### Exercício A
Segundo o texto sobre o Rádio Altitude, em que lugar ficou classificado Antunes Ferreira no concurso?
### Exercício B
Por favor, transcreva do texto sobre o Rádio Altitude tudo o que vai desde "Há alguns anos" até "estação de rádio.".

:: Texto de leitura

Há alguns anos atrás, e numa descontraída conversa que sustentou um trabalho jornalístico, relembrava a abertura de um concurso, aquando da passagem do décimo aniversário do RA, para a escolha de alguns elementos destinados a trabalhos de apresentação de programas. «Fiquei classificado em quarto lugar», disse-nos Antunes Ferreira, que, juntamente com mais quatro companheiros, passou a desenvolver a sua atividade na, então, modesta estação de rádio.

Na altura, o suporte humano do Rádio Altitude «era o amadorismo puro. Éramos todos amadores e nas horas disponíveis é que íamos para lá. Nós, os doentes, íamos após a fase do período das curas, que eram de repouso total. Alguns iam trabalhar na locução, outros nos arquivos de discos, outros nos registos».

::::
:: Conjunto de dados

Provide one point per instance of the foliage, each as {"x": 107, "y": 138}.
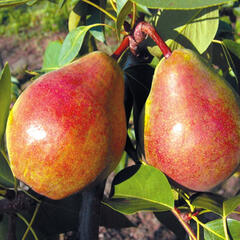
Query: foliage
{"x": 24, "y": 20}
{"x": 209, "y": 27}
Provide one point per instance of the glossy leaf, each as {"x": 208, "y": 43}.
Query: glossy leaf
{"x": 51, "y": 56}
{"x": 209, "y": 201}
{"x": 230, "y": 205}
{"x": 194, "y": 29}
{"x": 181, "y": 4}
{"x": 8, "y": 3}
{"x": 5, "y": 98}
{"x": 141, "y": 188}
{"x": 72, "y": 44}
{"x": 233, "y": 47}
{"x": 169, "y": 220}
{"x": 112, "y": 219}
{"x": 61, "y": 3}
{"x": 73, "y": 20}
{"x": 217, "y": 226}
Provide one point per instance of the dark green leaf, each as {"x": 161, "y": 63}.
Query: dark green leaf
{"x": 21, "y": 227}
{"x": 230, "y": 205}
{"x": 51, "y": 56}
{"x": 141, "y": 188}
{"x": 123, "y": 9}
{"x": 233, "y": 47}
{"x": 169, "y": 220}
{"x": 209, "y": 201}
{"x": 6, "y": 176}
{"x": 5, "y": 98}
{"x": 8, "y": 3}
{"x": 122, "y": 163}
{"x": 217, "y": 226}
{"x": 181, "y": 4}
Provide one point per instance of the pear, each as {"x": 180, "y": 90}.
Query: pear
{"x": 191, "y": 123}
{"x": 67, "y": 130}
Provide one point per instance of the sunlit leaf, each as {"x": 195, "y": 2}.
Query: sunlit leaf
{"x": 217, "y": 227}
{"x": 141, "y": 188}
{"x": 181, "y": 4}
{"x": 230, "y": 205}
{"x": 51, "y": 56}
{"x": 72, "y": 44}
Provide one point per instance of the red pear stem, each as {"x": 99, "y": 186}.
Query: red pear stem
{"x": 123, "y": 46}
{"x": 149, "y": 30}
{"x": 185, "y": 225}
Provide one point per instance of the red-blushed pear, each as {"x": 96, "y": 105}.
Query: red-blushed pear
{"x": 68, "y": 129}
{"x": 191, "y": 122}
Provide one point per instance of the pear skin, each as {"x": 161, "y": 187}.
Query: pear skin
{"x": 68, "y": 128}
{"x": 191, "y": 123}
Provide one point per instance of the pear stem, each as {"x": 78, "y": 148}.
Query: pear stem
{"x": 123, "y": 46}
{"x": 185, "y": 225}
{"x": 145, "y": 28}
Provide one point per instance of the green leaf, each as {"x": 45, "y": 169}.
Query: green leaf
{"x": 112, "y": 219}
{"x": 194, "y": 29}
{"x": 5, "y": 98}
{"x": 208, "y": 201}
{"x": 8, "y": 3}
{"x": 6, "y": 176}
{"x": 61, "y": 3}
{"x": 123, "y": 9}
{"x": 230, "y": 205}
{"x": 122, "y": 163}
{"x": 141, "y": 188}
{"x": 51, "y": 56}
{"x": 72, "y": 44}
{"x": 181, "y": 4}
{"x": 217, "y": 226}
{"x": 233, "y": 47}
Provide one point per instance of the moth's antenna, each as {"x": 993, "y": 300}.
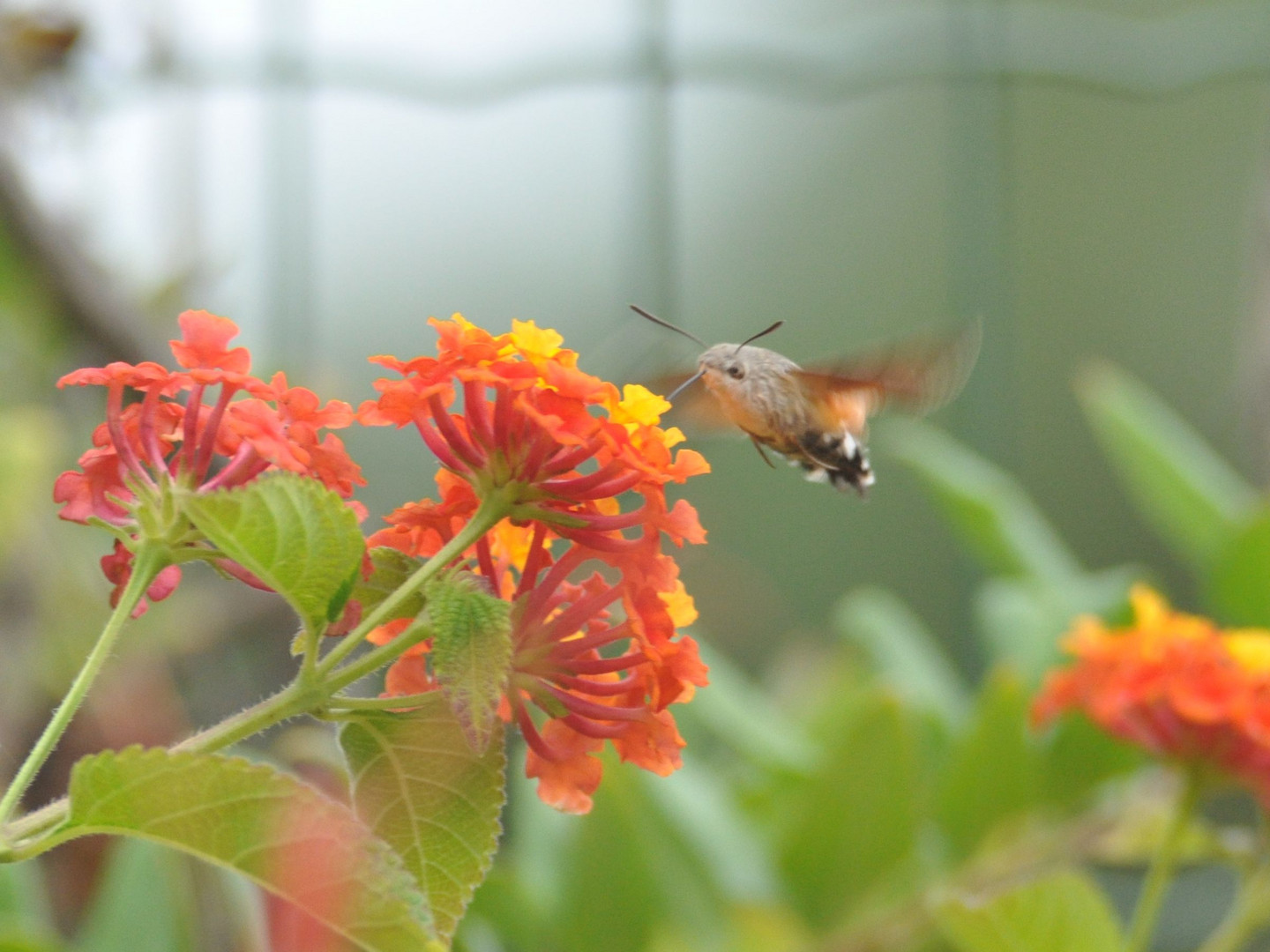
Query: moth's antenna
{"x": 641, "y": 312}
{"x": 759, "y": 334}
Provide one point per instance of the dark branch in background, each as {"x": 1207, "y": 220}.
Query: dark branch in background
{"x": 94, "y": 310}
{"x": 34, "y": 46}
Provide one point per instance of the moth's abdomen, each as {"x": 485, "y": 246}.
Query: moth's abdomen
{"x": 836, "y": 457}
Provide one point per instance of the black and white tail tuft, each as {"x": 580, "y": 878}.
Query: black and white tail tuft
{"x": 837, "y": 458}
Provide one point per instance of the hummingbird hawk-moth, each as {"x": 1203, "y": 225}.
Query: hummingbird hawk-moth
{"x": 818, "y": 418}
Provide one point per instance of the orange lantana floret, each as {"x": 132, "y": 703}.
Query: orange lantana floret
{"x": 594, "y": 658}
{"x": 1172, "y": 683}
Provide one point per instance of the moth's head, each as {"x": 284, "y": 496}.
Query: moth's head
{"x": 732, "y": 367}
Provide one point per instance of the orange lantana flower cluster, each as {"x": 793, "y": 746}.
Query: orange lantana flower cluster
{"x": 563, "y": 447}
{"x": 149, "y": 447}
{"x": 1175, "y": 684}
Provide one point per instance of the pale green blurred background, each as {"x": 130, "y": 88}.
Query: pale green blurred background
{"x": 1088, "y": 176}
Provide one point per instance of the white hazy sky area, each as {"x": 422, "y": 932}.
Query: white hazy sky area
{"x": 421, "y": 176}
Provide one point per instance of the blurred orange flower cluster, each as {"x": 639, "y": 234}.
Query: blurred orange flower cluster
{"x": 1175, "y": 684}
{"x": 563, "y": 447}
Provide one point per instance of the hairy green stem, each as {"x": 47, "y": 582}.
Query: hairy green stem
{"x": 1162, "y": 865}
{"x": 493, "y": 509}
{"x": 146, "y": 564}
{"x": 380, "y": 703}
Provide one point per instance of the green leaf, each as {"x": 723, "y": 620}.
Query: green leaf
{"x": 1021, "y": 621}
{"x": 276, "y": 830}
{"x": 25, "y": 911}
{"x": 1184, "y": 489}
{"x": 629, "y": 876}
{"x": 143, "y": 882}
{"x": 738, "y": 712}
{"x": 854, "y": 825}
{"x": 28, "y": 437}
{"x": 390, "y": 570}
{"x": 423, "y": 790}
{"x": 1080, "y": 755}
{"x": 986, "y": 505}
{"x": 471, "y": 651}
{"x": 993, "y": 770}
{"x": 294, "y": 533}
{"x": 1062, "y": 913}
{"x": 1240, "y": 582}
{"x": 903, "y": 651}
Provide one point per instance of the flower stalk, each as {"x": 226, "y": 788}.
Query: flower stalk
{"x": 147, "y": 562}
{"x": 1160, "y": 874}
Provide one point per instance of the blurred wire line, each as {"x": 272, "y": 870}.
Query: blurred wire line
{"x": 1120, "y": 54}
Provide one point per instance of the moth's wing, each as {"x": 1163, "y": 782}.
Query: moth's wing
{"x": 696, "y": 406}
{"x": 918, "y": 376}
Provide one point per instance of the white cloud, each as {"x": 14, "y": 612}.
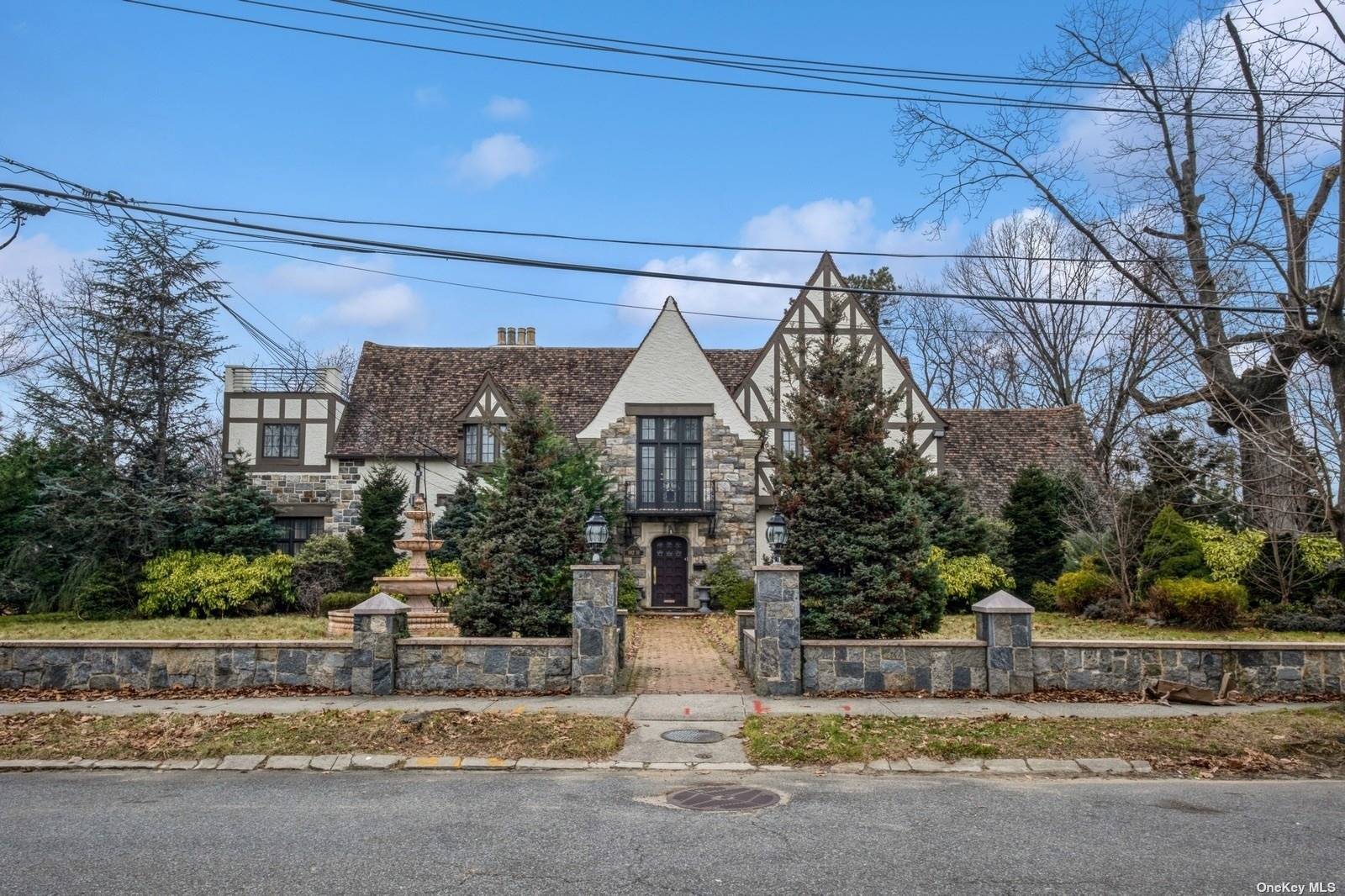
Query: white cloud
{"x": 37, "y": 253}
{"x": 495, "y": 159}
{"x": 840, "y": 225}
{"x": 394, "y": 304}
{"x": 430, "y": 98}
{"x": 508, "y": 108}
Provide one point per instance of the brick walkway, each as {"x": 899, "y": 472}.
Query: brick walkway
{"x": 677, "y": 656}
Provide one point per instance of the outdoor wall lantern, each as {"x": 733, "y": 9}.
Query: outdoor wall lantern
{"x": 777, "y": 535}
{"x": 596, "y": 535}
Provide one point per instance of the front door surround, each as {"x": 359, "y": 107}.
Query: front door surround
{"x": 669, "y": 572}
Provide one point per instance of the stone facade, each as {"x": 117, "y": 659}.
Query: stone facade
{"x": 494, "y": 663}
{"x": 778, "y": 650}
{"x": 171, "y": 663}
{"x": 831, "y": 667}
{"x": 595, "y": 638}
{"x": 1126, "y": 667}
{"x": 730, "y": 463}
{"x": 335, "y": 494}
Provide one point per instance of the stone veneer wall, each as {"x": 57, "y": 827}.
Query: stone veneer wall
{"x": 494, "y": 663}
{"x": 731, "y": 461}
{"x": 1258, "y": 667}
{"x": 170, "y": 663}
{"x": 894, "y": 665}
{"x": 340, "y": 492}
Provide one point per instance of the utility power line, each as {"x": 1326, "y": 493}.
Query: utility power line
{"x": 925, "y": 74}
{"x": 347, "y": 244}
{"x": 661, "y": 244}
{"x": 907, "y": 96}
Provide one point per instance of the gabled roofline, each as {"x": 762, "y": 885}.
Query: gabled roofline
{"x": 827, "y": 266}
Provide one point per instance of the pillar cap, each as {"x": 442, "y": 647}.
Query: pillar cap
{"x": 380, "y": 604}
{"x": 1002, "y": 602}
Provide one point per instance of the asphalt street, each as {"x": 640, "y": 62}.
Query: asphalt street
{"x": 609, "y": 833}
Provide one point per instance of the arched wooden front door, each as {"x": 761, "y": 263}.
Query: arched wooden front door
{"x": 669, "y": 572}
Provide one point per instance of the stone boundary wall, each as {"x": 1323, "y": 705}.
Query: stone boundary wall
{"x": 1258, "y": 667}
{"x": 494, "y": 663}
{"x": 894, "y": 665}
{"x": 78, "y": 665}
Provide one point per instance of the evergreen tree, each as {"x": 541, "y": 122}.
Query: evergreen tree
{"x": 233, "y": 517}
{"x": 529, "y": 529}
{"x": 857, "y": 521}
{"x": 381, "y": 522}
{"x": 1035, "y": 513}
{"x": 457, "y": 519}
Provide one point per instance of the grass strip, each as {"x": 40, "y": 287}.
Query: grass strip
{"x": 182, "y": 736}
{"x": 1290, "y": 741}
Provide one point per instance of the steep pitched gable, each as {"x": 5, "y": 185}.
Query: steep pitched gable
{"x": 669, "y": 369}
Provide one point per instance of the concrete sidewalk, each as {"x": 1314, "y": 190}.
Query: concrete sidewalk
{"x": 654, "y": 707}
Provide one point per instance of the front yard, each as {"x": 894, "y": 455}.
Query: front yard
{"x": 183, "y": 736}
{"x": 1298, "y": 741}
{"x": 1066, "y": 627}
{"x": 67, "y": 626}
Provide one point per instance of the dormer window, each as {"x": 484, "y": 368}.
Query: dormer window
{"x": 482, "y": 443}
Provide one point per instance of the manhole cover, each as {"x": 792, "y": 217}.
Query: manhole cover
{"x": 723, "y": 798}
{"x": 693, "y": 736}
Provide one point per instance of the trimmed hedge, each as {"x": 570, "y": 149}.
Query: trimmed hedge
{"x": 1199, "y": 603}
{"x": 201, "y": 584}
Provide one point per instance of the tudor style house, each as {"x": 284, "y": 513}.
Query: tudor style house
{"x": 681, "y": 430}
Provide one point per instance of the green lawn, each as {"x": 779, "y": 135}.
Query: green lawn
{"x": 61, "y": 626}
{"x": 1066, "y": 627}
{"x": 1284, "y": 741}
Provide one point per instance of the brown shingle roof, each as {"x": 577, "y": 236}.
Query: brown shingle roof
{"x": 988, "y": 448}
{"x": 405, "y": 403}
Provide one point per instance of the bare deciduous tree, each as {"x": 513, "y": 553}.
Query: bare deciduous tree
{"x": 1219, "y": 151}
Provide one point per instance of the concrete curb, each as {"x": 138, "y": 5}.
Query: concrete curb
{"x": 1087, "y": 767}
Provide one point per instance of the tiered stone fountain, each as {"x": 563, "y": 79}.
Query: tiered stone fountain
{"x": 417, "y": 588}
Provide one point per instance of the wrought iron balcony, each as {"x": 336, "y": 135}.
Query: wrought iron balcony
{"x": 647, "y": 499}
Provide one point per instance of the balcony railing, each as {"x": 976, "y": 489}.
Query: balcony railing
{"x": 647, "y": 499}
{"x": 282, "y": 380}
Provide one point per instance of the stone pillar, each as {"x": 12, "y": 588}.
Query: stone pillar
{"x": 779, "y": 647}
{"x": 595, "y": 640}
{"x": 1005, "y": 625}
{"x": 378, "y": 623}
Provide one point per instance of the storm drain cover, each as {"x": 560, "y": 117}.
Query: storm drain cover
{"x": 693, "y": 736}
{"x": 723, "y": 798}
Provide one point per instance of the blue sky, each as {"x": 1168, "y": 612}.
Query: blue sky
{"x": 165, "y": 107}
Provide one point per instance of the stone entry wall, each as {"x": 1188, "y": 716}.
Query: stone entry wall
{"x": 77, "y": 665}
{"x": 894, "y": 665}
{"x": 495, "y": 663}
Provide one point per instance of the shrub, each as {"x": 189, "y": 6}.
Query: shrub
{"x": 968, "y": 579}
{"x": 1042, "y": 596}
{"x": 319, "y": 567}
{"x": 627, "y": 593}
{"x": 731, "y": 591}
{"x": 1226, "y": 553}
{"x": 1170, "y": 549}
{"x": 1035, "y": 513}
{"x": 201, "y": 584}
{"x": 444, "y": 569}
{"x": 340, "y": 600}
{"x": 1078, "y": 591}
{"x": 1199, "y": 603}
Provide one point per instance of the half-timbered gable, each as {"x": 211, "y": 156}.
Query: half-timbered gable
{"x": 766, "y": 392}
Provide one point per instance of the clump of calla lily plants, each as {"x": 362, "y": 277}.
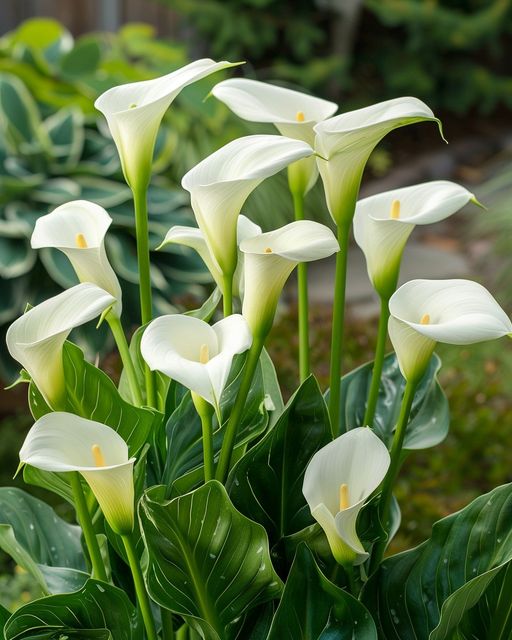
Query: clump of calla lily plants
{"x": 205, "y": 506}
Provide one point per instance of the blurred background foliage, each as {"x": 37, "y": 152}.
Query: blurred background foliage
{"x": 453, "y": 54}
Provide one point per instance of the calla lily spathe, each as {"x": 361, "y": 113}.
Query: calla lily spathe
{"x": 78, "y": 229}
{"x": 35, "y": 339}
{"x": 62, "y": 442}
{"x": 338, "y": 481}
{"x": 382, "y": 224}
{"x": 135, "y": 110}
{"x": 194, "y": 238}
{"x": 424, "y": 312}
{"x": 293, "y": 113}
{"x": 269, "y": 260}
{"x": 344, "y": 143}
{"x": 220, "y": 184}
{"x": 195, "y": 354}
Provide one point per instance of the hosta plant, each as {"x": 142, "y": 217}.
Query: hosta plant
{"x": 205, "y": 506}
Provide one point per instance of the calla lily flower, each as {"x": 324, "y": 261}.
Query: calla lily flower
{"x": 135, "y": 110}
{"x": 293, "y": 113}
{"x": 78, "y": 229}
{"x": 269, "y": 260}
{"x": 194, "y": 238}
{"x": 424, "y": 312}
{"x": 344, "y": 143}
{"x": 382, "y": 224}
{"x": 35, "y": 339}
{"x": 338, "y": 481}
{"x": 220, "y": 184}
{"x": 62, "y": 442}
{"x": 195, "y": 354}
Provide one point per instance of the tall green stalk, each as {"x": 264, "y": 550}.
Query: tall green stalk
{"x": 378, "y": 362}
{"x": 146, "y": 305}
{"x": 338, "y": 317}
{"x": 124, "y": 351}
{"x": 231, "y": 430}
{"x": 302, "y": 287}
{"x": 140, "y": 588}
{"x": 84, "y": 519}
{"x": 394, "y": 467}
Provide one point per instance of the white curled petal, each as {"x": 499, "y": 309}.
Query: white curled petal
{"x": 459, "y": 311}
{"x": 60, "y": 230}
{"x": 35, "y": 339}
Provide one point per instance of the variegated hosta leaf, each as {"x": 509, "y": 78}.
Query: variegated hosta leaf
{"x": 425, "y": 593}
{"x": 206, "y": 561}
{"x": 98, "y": 611}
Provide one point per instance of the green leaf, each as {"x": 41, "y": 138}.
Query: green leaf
{"x": 206, "y": 561}
{"x": 39, "y": 541}
{"x": 16, "y": 257}
{"x": 430, "y": 415}
{"x": 97, "y": 610}
{"x": 312, "y": 607}
{"x": 90, "y": 393}
{"x": 266, "y": 484}
{"x": 436, "y": 583}
{"x": 184, "y": 466}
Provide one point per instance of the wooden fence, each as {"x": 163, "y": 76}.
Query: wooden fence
{"x": 81, "y": 16}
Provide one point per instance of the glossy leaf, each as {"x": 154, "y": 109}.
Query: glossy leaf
{"x": 40, "y": 542}
{"x": 206, "y": 561}
{"x": 312, "y": 607}
{"x": 437, "y": 583}
{"x": 97, "y": 610}
{"x": 430, "y": 417}
{"x": 266, "y": 484}
{"x": 184, "y": 467}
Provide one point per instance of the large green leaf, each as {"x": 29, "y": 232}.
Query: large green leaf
{"x": 437, "y": 583}
{"x": 98, "y": 610}
{"x": 313, "y": 608}
{"x": 206, "y": 561}
{"x": 90, "y": 393}
{"x": 430, "y": 416}
{"x": 41, "y": 542}
{"x": 184, "y": 466}
{"x": 266, "y": 484}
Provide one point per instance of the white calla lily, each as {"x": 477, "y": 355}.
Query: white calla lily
{"x": 135, "y": 110}
{"x": 35, "y": 339}
{"x": 193, "y": 238}
{"x": 293, "y": 113}
{"x": 424, "y": 312}
{"x": 338, "y": 481}
{"x": 63, "y": 442}
{"x": 382, "y": 224}
{"x": 269, "y": 260}
{"x": 344, "y": 143}
{"x": 220, "y": 184}
{"x": 195, "y": 354}
{"x": 78, "y": 229}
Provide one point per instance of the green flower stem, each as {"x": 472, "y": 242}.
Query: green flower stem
{"x": 380, "y": 350}
{"x": 394, "y": 467}
{"x": 84, "y": 519}
{"x": 227, "y": 294}
{"x": 234, "y": 419}
{"x": 140, "y": 588}
{"x": 205, "y": 412}
{"x": 338, "y": 316}
{"x": 501, "y": 626}
{"x": 146, "y": 305}
{"x": 167, "y": 624}
{"x": 302, "y": 286}
{"x": 124, "y": 351}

::::

### Espaço de resposta A
Em quarto lugar.

### Espaço de resposta B
Há alguns anos atrás, e numa descontraída conversa que sustentou um trabalho jornalístico, relembrava a abertura de um concurso, aquando da passagem do décimo aniversário do RA, para a escolha de alguns elementos destinados a trabalhos de apresentação de programas. «Fiquei classificado em quarto lugar», disse-nos Antunes Ferreira, que, juntamente com mais quatro companheiros, passou a desenvolver a sua atividade na, então, modesta estação de rádio.